## Dataset content

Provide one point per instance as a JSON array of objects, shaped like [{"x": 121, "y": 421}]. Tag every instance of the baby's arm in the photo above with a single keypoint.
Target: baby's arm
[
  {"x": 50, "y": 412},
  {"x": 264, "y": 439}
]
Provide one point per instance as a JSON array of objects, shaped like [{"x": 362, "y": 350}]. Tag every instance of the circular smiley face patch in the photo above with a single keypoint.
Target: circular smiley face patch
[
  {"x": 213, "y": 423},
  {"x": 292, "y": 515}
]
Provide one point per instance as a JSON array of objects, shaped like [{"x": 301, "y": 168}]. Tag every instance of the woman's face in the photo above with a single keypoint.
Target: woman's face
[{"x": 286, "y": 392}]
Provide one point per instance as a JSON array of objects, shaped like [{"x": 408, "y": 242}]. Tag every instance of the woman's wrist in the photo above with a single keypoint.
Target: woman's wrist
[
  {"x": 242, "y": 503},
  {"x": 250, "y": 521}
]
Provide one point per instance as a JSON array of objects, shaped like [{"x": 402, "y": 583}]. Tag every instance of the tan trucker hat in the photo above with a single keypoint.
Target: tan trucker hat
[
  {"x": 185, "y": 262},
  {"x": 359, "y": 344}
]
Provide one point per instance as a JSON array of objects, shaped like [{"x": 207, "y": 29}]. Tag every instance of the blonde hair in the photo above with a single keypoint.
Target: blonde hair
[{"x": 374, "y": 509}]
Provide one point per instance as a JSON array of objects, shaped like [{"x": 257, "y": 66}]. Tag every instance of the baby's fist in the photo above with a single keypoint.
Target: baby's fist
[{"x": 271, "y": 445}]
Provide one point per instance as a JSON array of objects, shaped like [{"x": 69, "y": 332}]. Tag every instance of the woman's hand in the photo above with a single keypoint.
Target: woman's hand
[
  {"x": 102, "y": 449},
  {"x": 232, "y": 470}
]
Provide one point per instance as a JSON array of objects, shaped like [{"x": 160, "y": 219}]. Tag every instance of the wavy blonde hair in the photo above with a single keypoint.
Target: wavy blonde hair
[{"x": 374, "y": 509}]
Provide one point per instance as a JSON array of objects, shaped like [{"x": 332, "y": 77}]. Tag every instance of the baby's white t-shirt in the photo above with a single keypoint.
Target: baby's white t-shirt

## Task
What do the lines from the one with "the woman's face" through the last line of the entries say? Print them word for word, both ends included, and nothing else.

## Result
Provide one point per instance as a JSON array of objects, shaped like [{"x": 301, "y": 168}]. Tag every instance of the woman's face in the photo above with a single keypoint.
Target: woman's face
[{"x": 286, "y": 392}]
Provide one point per instance as a JSON array of objects, shaped like [{"x": 408, "y": 242}]. Tag every instance of the woman's wrist in the photo above with a single keypoint.
Target: woman's wrist
[
  {"x": 242, "y": 503},
  {"x": 250, "y": 521}
]
Provide one point per instance as a JSON array of objects, shaped like [{"x": 402, "y": 583}]. Tag every instance of the tan trucker hat in the photo above with a single keypoint.
Target: tan trucker hat
[
  {"x": 185, "y": 262},
  {"x": 359, "y": 344}
]
Provide one point per instance as a JSON array of objects, shaped like [{"x": 207, "y": 29}]. Tag every instance of the blonde hair in the photo above with a single keypoint.
Target: blonde hair
[{"x": 374, "y": 509}]
Provide one point per instance as a JSON array of objects, shaped like [{"x": 257, "y": 66}]. Tag every instance of the baby's fist in the photo above with a single keypoint.
Target: baby's fist
[{"x": 271, "y": 445}]
Provide one point per instance as a JSON array of objects, shaped like [{"x": 69, "y": 332}]. Tag every instance of the woman's hand in the photo above with a single keypoint.
Target: woman's hand
[
  {"x": 102, "y": 449},
  {"x": 232, "y": 470}
]
Provide one point per instance as a JSON array of objects, shaped like [{"x": 160, "y": 219}]. Tag every instance of the wavy blonde hair in the photo above with a single keypoint.
Target: wavy blonde hair
[{"x": 374, "y": 509}]
Provide one point per instance as a JSON array of objects, shaped like [{"x": 332, "y": 77}]. Tag every instance of the baby's white t-shirt in the photo above with a single keypoint.
Target: baby's white t-shirt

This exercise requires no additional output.